Problem details:
Only lines containing the string "Outline" belong in the answer; copy all of them from the entries.

━━━ Provided records ━━━

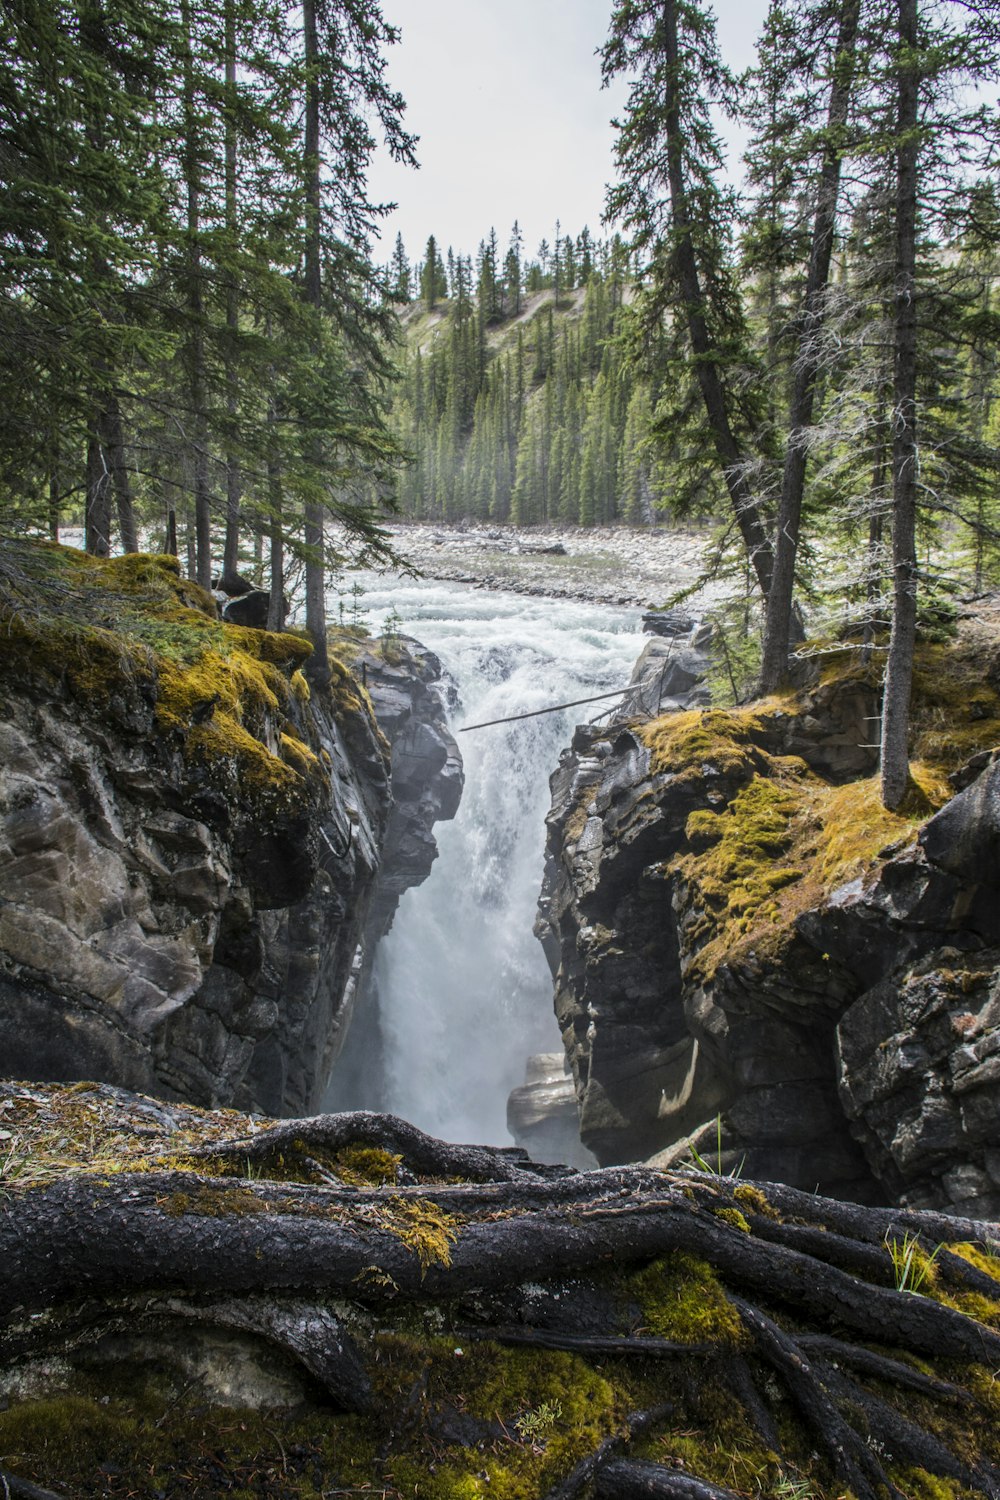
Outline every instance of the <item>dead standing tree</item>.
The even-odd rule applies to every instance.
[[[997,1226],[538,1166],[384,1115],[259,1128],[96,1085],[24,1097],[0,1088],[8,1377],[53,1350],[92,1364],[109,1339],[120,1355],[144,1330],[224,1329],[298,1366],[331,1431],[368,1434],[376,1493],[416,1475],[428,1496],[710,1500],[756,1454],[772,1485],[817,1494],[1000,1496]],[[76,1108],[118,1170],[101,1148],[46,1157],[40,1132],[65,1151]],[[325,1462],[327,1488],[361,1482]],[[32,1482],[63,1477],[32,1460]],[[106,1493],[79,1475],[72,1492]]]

━━━
━━━ Provided records ━━━

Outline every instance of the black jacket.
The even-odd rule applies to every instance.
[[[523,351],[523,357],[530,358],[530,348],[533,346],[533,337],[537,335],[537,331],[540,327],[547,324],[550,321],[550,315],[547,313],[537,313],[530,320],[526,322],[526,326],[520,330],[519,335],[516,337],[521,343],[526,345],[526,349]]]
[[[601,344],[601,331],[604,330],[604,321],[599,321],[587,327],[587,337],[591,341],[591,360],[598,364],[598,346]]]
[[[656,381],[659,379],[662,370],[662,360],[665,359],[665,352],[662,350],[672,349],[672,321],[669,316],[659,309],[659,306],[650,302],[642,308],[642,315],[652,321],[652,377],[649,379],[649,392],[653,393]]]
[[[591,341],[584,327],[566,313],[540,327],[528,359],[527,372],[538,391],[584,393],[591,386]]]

━━━
━━━ Provided records ━━━

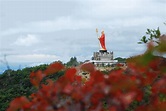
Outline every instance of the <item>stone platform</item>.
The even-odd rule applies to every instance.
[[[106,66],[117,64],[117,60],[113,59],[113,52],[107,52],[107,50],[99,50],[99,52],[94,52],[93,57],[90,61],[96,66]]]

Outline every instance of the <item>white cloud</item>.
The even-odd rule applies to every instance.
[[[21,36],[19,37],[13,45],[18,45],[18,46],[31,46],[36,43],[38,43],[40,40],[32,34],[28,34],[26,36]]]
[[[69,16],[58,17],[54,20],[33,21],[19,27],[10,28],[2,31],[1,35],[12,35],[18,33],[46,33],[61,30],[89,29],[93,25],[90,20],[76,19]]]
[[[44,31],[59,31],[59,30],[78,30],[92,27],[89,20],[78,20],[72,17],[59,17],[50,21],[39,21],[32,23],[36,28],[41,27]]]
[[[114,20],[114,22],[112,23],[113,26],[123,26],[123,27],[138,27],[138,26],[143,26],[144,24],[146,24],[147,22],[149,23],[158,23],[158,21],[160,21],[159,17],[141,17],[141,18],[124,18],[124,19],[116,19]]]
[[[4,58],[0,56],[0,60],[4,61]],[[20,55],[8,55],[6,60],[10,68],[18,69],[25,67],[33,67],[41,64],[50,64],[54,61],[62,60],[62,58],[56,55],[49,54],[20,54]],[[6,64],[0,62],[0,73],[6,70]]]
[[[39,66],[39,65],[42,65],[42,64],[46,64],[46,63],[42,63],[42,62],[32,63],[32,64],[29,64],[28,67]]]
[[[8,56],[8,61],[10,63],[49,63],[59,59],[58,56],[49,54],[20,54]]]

━━━

Answer below:
Outline every instance of the <item>dead standing tree</item>.
Outline every instance of the black jacket.
Outline every instance of the <item>stone platform</item>.
Outline every instance of the <item>white cloud</item>.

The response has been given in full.